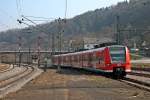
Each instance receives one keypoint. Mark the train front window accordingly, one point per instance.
(117, 54)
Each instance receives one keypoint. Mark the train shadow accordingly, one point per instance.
(79, 71)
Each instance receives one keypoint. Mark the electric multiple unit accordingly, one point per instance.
(114, 59)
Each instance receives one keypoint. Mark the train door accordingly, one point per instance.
(100, 63)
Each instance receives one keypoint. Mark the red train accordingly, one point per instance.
(114, 59)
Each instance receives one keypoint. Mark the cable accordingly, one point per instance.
(18, 10)
(40, 17)
(4, 12)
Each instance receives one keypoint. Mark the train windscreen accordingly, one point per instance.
(117, 54)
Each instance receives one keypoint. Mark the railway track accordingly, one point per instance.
(140, 79)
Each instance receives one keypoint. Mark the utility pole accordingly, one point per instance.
(29, 55)
(118, 29)
(53, 44)
(38, 44)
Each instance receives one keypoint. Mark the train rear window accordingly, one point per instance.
(117, 54)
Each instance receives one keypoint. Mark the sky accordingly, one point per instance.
(11, 10)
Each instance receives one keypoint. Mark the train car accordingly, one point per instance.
(113, 59)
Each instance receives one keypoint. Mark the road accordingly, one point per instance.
(72, 84)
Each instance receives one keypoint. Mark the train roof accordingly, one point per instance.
(92, 50)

----------------------------------------

▶ _Exercise aim_
Exclude the pictures and transcribe all of the entries exactly.

▶ _Exercise output_
Each instance receives one keypoint. Mark the train front window accordingly, one point per instance.
(117, 54)
Each instance receives one keypoint. Mark the train shadow accordingly, one point per instance.
(79, 71)
Each instance receives one keypoint. Mark the electric multiple unit accordingly, one point per instance.
(114, 59)
Each instance receives one keypoint. Mark the train door accordingly, one point per instance.
(100, 63)
Each instance receives one keypoint. Mark the red train accordingly, one point per instance.
(114, 59)
Each instance receives one keypoint. Mark the cable accordingly, one point per instance.
(18, 10)
(40, 17)
(4, 12)
Each instance receives one keypoint. Mark the train windscreen accordingly, one point per instance.
(117, 54)
Each instance receives one keypoint. Mark the railway track accordingly, one point per instance.
(140, 79)
Each instance receives one keypoint. Mark the utility pole accordingly, one point per instance.
(29, 55)
(118, 29)
(53, 44)
(38, 44)
Each instance receives one keypoint. Mark the train rear window accordingly, one point per instance.
(117, 54)
Each instance receives one keypoint. Mark the sky accordingly, one point per instance.
(11, 10)
Each instance receives one keypoint. Mark the train car accordingly, one point per instance.
(113, 59)
Each instance receives one keypoint. Mark the road accordingly, one point per instance.
(72, 84)
Each instance receives one keypoint. Mark the train roof accordingly, one point per instance.
(92, 50)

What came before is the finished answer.